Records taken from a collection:
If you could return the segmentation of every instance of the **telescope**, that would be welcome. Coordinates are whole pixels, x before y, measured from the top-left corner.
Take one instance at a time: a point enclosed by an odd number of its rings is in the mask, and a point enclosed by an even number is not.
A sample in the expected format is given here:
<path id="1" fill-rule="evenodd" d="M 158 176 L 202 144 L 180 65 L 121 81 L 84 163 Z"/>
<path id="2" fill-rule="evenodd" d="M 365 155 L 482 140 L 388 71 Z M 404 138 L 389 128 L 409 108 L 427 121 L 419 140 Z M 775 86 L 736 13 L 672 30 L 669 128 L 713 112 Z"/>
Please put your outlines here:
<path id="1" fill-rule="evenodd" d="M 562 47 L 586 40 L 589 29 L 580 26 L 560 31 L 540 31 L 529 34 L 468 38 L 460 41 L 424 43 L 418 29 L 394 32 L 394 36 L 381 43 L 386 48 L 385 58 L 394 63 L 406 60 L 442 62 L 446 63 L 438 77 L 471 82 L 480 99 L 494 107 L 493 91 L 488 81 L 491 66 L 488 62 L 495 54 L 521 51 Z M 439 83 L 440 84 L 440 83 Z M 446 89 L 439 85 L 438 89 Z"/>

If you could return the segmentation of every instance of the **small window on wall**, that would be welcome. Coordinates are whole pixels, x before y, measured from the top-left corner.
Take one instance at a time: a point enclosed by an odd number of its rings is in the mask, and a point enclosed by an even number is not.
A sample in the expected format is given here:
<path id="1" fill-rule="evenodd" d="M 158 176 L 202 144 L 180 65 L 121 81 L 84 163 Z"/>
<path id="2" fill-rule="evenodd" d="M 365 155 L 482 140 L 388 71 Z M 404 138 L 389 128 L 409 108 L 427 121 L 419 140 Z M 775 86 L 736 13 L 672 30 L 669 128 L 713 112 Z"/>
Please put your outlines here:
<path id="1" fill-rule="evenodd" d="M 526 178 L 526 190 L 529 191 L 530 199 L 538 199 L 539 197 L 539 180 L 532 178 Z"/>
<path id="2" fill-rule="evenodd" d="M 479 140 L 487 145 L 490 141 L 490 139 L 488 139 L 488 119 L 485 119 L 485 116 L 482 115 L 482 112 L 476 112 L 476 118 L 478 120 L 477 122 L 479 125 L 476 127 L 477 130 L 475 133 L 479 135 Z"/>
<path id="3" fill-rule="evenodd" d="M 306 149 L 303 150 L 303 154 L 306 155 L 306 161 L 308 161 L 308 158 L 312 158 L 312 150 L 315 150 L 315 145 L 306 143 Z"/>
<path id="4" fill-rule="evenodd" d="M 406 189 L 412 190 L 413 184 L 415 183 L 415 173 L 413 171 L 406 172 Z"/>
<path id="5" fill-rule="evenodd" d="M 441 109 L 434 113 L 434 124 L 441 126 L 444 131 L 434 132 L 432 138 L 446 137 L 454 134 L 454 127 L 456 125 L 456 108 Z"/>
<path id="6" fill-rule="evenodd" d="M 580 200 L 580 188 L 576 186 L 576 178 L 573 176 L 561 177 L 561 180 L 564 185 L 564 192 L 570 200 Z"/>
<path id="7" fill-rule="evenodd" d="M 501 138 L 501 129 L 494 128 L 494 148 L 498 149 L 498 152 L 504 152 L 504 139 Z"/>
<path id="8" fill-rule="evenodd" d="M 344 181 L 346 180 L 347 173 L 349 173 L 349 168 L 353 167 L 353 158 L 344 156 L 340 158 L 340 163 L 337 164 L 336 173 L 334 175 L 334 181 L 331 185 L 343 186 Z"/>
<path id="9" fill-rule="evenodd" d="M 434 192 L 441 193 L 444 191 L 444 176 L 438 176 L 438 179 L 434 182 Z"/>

AIM OF THE TASK: Switch "top-left corner" to "upper-left corner" in the lines between the one holding "of the **small" and the one holding "526 178 L 526", inclusive, and return only those lines with nothing else changed.

FULL RESPONSE:
If you could return the segmentation of every instance of the **small window on wall**, that would be welcome. Coordinates are whole pixels, x before y, measured from the upper-left corner.
Take one instance at a time: a point enclosed by an odd number of its rings is in the mask, and a point enclosed by an even number is not.
A sample in the expected format is given here:
<path id="1" fill-rule="evenodd" d="M 158 176 L 202 144 L 180 65 L 121 81 L 84 163 Z"/>
<path id="2" fill-rule="evenodd" d="M 365 155 L 482 140 L 388 71 Z M 404 138 L 389 128 L 409 108 L 427 121 L 419 140 Z M 775 86 L 736 13 L 672 30 L 669 128 L 713 112 Z"/>
Please put your outlines here:
<path id="1" fill-rule="evenodd" d="M 526 178 L 526 190 L 529 191 L 530 199 L 538 199 L 539 197 L 539 180 L 532 178 Z"/>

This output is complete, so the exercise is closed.